Filter the records below and copy every line that contains the word "green", with case counting in the match.
— START DATASET RECORDS —
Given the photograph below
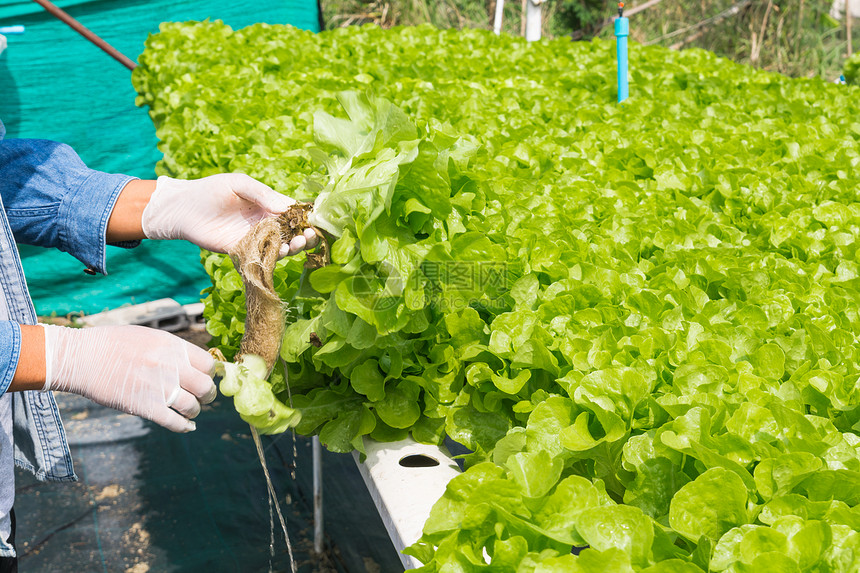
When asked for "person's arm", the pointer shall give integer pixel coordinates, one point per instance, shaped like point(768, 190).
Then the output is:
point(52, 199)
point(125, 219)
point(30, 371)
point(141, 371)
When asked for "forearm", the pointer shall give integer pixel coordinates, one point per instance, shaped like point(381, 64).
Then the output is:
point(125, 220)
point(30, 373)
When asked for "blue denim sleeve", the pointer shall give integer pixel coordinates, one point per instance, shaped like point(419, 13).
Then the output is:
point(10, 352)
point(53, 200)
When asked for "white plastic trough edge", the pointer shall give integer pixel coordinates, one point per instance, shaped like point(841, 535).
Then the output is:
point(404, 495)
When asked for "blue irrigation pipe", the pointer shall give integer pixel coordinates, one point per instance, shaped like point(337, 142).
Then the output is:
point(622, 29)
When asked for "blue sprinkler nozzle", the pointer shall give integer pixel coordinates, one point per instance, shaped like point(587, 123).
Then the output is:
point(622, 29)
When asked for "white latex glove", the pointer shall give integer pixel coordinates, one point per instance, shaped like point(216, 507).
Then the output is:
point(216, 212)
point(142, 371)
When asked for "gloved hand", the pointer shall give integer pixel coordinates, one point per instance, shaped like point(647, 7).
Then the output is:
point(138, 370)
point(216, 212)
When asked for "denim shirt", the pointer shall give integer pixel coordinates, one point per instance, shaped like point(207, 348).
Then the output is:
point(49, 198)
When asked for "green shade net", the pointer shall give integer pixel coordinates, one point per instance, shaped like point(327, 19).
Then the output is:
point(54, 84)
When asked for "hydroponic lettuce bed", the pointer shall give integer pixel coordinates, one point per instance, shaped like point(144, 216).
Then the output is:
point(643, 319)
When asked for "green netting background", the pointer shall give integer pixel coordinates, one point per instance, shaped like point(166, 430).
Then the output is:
— END DATASET RECORDS —
— START DATASET RECORDS —
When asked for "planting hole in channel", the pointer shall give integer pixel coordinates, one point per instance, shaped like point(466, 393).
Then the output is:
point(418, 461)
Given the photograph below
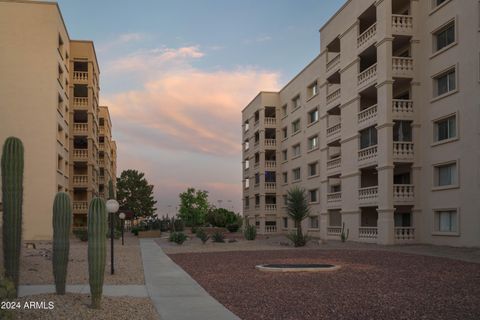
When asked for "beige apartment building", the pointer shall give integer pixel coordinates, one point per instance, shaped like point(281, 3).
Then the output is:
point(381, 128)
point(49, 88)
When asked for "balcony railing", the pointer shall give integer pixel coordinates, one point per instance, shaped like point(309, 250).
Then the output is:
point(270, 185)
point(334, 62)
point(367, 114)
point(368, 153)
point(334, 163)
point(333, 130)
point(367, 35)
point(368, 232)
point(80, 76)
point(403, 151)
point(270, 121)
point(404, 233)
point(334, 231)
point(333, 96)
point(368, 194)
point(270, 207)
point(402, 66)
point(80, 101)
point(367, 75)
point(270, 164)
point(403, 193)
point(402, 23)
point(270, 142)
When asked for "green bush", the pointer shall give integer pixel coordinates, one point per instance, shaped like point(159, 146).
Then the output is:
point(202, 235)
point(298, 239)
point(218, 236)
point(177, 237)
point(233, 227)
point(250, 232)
— END DATASET RECORDS —
— START DATASET RECORDS —
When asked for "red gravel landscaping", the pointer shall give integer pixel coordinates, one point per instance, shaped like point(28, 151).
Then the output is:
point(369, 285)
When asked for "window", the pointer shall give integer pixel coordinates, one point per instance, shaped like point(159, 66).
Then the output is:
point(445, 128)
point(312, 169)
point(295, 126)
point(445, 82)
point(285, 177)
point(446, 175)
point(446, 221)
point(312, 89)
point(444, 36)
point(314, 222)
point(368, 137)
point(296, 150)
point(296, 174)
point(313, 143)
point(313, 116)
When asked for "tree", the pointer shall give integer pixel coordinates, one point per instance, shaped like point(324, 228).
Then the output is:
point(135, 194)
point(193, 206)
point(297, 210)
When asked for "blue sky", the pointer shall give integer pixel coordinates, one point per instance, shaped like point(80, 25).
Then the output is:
— END DATASET RECORDS —
# [TASK ANSWER]
When asked for "green shade net", the pointer shall give integer pixel coordinates, one point per instance, shaped like point(327, 19).
When asked for "green netting background", the pointer shall give integer pixel coordinates, one point per instance, shaped like point(166, 430).
When asked for "green bush", the pointer shall give integer pixel coordinates, one point per instance, shaped like point(159, 146).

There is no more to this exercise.